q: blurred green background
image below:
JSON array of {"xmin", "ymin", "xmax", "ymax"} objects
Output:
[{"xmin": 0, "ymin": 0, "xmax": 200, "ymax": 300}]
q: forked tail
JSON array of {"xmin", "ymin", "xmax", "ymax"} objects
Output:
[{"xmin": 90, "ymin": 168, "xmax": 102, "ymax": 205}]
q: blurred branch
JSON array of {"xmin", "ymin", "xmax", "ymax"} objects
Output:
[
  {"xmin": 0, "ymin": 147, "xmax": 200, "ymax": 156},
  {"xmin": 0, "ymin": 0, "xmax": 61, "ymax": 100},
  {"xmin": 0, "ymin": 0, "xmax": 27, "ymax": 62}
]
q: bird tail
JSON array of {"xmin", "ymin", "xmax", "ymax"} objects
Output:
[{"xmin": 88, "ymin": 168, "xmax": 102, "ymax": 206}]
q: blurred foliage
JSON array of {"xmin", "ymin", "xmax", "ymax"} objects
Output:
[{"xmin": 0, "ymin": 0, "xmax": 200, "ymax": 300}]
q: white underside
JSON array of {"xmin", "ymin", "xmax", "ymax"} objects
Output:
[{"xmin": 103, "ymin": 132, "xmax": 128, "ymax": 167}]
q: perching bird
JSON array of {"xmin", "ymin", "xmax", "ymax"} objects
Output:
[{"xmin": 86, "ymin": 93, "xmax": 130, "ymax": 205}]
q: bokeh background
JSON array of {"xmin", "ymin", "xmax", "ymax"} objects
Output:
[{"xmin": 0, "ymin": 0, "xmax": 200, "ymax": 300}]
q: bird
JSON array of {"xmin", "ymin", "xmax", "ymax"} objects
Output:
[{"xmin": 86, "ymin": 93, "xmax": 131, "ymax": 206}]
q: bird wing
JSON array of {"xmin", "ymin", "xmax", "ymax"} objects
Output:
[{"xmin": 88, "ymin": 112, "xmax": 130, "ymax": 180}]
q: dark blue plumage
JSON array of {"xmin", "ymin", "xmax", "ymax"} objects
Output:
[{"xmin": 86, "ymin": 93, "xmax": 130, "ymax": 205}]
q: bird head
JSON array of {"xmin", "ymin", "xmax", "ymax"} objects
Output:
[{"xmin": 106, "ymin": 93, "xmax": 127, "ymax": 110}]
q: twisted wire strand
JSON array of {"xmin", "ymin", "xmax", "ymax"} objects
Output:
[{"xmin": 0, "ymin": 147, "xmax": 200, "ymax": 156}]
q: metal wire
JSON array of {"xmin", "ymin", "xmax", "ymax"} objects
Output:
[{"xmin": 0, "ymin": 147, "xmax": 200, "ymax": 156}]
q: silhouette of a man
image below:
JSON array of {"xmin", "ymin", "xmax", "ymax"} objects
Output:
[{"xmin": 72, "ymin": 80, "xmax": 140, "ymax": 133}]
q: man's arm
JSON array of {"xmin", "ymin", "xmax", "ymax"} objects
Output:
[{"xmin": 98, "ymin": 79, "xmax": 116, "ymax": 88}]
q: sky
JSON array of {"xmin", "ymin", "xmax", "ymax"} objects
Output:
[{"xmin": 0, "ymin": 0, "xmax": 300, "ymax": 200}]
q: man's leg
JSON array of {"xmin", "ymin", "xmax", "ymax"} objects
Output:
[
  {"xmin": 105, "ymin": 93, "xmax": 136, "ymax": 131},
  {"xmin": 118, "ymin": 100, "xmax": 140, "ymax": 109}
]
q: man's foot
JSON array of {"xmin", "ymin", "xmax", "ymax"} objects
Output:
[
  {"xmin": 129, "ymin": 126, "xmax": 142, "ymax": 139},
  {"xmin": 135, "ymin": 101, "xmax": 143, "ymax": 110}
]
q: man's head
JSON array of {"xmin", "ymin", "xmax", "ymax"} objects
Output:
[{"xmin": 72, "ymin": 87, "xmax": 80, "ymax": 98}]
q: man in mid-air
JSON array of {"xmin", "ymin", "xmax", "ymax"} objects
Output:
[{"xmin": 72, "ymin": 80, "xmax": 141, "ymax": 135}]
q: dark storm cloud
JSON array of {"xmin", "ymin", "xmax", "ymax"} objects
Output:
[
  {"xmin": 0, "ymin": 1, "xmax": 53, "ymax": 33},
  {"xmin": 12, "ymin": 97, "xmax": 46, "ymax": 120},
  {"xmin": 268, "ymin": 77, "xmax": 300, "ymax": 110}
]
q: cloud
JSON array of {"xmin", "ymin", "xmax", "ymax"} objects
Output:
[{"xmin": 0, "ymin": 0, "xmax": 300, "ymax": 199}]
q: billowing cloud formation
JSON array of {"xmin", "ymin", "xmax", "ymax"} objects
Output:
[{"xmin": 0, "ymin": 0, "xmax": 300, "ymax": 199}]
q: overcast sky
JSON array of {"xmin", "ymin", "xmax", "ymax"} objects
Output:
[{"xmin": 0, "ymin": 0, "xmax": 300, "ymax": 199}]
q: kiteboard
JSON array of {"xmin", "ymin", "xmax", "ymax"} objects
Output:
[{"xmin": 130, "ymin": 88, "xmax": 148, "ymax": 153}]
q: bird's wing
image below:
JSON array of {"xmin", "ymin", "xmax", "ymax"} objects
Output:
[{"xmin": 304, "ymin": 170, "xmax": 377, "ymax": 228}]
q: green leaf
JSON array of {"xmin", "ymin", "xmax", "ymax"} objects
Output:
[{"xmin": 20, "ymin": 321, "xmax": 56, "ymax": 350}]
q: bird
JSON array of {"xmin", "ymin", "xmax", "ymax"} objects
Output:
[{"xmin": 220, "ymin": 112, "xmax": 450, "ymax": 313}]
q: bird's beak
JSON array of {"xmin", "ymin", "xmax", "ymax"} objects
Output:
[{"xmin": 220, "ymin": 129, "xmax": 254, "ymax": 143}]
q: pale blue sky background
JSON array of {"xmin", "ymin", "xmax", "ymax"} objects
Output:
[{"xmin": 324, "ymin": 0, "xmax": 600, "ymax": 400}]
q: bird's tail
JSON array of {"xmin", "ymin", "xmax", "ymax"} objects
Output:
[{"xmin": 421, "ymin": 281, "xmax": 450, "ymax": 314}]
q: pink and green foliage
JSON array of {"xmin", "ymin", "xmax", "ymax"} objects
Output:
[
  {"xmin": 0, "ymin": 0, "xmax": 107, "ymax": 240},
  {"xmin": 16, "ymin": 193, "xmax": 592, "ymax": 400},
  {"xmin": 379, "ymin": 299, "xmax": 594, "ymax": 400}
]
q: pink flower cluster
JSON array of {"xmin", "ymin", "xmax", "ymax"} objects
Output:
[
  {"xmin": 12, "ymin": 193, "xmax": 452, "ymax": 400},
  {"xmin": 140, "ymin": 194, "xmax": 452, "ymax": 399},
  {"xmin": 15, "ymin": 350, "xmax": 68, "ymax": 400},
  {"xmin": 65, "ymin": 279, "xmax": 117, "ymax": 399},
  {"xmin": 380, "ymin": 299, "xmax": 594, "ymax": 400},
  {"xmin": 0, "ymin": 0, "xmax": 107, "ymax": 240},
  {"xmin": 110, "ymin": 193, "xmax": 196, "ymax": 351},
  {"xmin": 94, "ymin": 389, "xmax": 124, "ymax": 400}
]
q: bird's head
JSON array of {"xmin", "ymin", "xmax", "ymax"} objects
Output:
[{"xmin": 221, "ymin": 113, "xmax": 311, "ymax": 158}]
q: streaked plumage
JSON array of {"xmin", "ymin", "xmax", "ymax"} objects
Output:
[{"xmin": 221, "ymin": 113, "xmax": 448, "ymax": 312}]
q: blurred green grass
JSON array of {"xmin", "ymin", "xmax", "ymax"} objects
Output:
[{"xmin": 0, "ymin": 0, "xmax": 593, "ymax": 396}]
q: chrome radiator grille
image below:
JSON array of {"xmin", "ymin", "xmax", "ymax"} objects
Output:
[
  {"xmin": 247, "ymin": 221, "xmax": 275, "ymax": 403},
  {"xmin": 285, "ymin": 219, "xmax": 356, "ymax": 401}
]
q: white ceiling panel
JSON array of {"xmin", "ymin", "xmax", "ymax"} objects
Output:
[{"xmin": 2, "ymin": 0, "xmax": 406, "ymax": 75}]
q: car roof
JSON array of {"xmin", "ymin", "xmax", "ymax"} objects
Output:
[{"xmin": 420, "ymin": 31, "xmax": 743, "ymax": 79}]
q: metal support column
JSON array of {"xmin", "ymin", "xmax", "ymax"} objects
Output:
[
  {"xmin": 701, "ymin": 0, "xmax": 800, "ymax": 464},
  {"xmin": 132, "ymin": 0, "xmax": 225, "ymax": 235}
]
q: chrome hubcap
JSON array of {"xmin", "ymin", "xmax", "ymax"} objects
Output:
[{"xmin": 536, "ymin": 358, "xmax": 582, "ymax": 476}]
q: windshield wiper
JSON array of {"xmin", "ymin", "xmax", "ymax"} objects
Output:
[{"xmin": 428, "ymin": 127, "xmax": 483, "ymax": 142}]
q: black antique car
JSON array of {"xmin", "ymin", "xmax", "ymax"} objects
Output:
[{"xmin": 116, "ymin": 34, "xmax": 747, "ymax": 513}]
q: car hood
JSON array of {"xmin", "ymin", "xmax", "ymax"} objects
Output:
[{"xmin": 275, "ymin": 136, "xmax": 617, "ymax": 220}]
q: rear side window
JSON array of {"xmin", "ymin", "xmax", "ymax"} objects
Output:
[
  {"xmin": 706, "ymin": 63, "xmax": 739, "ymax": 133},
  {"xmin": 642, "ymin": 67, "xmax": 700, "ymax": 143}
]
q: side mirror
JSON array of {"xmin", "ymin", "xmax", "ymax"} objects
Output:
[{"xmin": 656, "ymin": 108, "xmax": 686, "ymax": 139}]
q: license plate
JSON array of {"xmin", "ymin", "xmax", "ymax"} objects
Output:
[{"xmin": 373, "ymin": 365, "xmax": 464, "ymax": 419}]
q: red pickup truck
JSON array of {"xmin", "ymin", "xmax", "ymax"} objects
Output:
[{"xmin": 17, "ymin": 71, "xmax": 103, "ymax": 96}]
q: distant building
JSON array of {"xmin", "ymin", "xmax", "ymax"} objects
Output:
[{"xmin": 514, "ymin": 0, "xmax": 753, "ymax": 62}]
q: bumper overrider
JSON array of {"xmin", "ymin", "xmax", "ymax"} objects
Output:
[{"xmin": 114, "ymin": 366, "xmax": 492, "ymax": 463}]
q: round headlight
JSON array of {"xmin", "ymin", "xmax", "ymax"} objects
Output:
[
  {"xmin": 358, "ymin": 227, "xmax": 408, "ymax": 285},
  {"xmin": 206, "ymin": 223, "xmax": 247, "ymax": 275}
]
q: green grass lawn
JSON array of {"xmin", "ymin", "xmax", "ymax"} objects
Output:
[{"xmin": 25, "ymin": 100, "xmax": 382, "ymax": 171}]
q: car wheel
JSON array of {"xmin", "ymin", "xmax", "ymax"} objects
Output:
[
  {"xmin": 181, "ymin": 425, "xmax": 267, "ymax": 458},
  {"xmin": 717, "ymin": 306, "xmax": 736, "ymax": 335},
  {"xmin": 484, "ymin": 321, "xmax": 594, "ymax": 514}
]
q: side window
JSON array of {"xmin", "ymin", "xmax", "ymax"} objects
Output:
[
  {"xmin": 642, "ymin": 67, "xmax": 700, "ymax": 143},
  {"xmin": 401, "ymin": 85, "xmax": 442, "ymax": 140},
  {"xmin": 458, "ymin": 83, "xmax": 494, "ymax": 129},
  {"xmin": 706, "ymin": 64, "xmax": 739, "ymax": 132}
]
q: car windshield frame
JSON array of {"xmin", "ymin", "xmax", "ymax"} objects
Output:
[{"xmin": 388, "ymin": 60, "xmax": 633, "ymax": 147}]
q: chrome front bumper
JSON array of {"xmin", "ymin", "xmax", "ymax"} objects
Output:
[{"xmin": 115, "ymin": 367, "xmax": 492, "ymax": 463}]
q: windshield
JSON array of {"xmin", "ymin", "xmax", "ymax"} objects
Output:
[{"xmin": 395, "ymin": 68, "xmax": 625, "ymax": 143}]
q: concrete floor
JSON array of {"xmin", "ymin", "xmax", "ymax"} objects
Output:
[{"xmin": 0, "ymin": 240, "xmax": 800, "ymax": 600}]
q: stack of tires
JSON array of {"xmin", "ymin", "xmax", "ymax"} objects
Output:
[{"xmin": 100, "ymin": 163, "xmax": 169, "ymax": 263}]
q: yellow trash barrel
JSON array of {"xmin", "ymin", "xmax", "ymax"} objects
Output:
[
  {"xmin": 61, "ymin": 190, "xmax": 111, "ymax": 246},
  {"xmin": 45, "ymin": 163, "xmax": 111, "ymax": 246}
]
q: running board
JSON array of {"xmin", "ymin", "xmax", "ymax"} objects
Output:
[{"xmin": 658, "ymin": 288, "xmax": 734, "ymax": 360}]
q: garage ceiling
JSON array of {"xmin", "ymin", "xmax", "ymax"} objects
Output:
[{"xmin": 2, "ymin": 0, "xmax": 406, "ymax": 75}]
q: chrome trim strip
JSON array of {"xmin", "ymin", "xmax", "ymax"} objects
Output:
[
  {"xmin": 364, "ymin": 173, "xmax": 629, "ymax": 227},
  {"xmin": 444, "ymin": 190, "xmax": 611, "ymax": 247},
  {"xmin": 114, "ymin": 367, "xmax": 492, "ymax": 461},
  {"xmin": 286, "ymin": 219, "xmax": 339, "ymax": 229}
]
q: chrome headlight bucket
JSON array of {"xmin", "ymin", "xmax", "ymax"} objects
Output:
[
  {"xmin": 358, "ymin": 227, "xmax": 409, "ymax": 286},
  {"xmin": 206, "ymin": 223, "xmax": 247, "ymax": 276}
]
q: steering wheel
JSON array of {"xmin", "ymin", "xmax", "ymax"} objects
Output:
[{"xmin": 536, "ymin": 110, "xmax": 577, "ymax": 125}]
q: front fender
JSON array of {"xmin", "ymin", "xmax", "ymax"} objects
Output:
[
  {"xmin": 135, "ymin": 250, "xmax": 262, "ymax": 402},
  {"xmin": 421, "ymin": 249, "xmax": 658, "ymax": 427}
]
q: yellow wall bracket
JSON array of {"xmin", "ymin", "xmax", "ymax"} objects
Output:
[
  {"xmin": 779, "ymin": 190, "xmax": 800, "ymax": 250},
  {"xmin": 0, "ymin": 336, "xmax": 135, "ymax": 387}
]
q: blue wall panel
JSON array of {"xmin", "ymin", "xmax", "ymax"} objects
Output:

------------------------------------------------------------------------

### Task instructions
From the line with "q: concrete floor" to the last line of the material, give every line again exactly, and only those lines.

### Problem solution
q: concrete floor
JSON array of {"xmin", "ymin", "xmax", "ymax"} objects
Output:
[{"xmin": 0, "ymin": 240, "xmax": 800, "ymax": 600}]
q: stack of tires
JSON array of {"xmin", "ymin", "xmax", "ymax"} objects
Output:
[{"xmin": 100, "ymin": 163, "xmax": 169, "ymax": 263}]
q: yellow trash barrel
JSON array of {"xmin", "ymin", "xmax", "ymax"} objects
Output:
[
  {"xmin": 61, "ymin": 190, "xmax": 111, "ymax": 246},
  {"xmin": 45, "ymin": 163, "xmax": 111, "ymax": 246}
]
q: running board
JSON array of {"xmin", "ymin", "xmax", "ymax"} objects
Output:
[{"xmin": 658, "ymin": 288, "xmax": 734, "ymax": 360}]
q: garage ceiling
JSON array of {"xmin", "ymin", "xmax", "ymax"} objects
Output:
[{"xmin": 2, "ymin": 0, "xmax": 406, "ymax": 75}]
q: chrome trim strip
JSON array of {"xmin", "ymin", "xmax", "ymax"} objects
Output:
[
  {"xmin": 364, "ymin": 173, "xmax": 629, "ymax": 227},
  {"xmin": 444, "ymin": 190, "xmax": 611, "ymax": 247},
  {"xmin": 114, "ymin": 367, "xmax": 492, "ymax": 461},
  {"xmin": 286, "ymin": 219, "xmax": 339, "ymax": 229}
]
q: chrome headlight bucket
JSON array of {"xmin", "ymin", "xmax", "ymax"} objects
Output:
[
  {"xmin": 358, "ymin": 227, "xmax": 409, "ymax": 286},
  {"xmin": 206, "ymin": 223, "xmax": 247, "ymax": 276}
]
q: steering wheel
JSON array of {"xmin", "ymin", "xmax", "ymax"} objects
Output:
[{"xmin": 536, "ymin": 110, "xmax": 577, "ymax": 125}]
q: front fender
JSON array of {"xmin", "ymin", "xmax", "ymax"} objects
Output:
[
  {"xmin": 135, "ymin": 250, "xmax": 262, "ymax": 402},
  {"xmin": 421, "ymin": 249, "xmax": 658, "ymax": 427}
]
q: yellow wall bracket
JSON array of {"xmin", "ymin", "xmax", "ymax"} objects
Output:
[
  {"xmin": 779, "ymin": 190, "xmax": 800, "ymax": 250},
  {"xmin": 0, "ymin": 336, "xmax": 135, "ymax": 387}
]
q: blue wall panel
JSON array of {"xmin", "ymin", "xmax", "ymax"} objects
Output:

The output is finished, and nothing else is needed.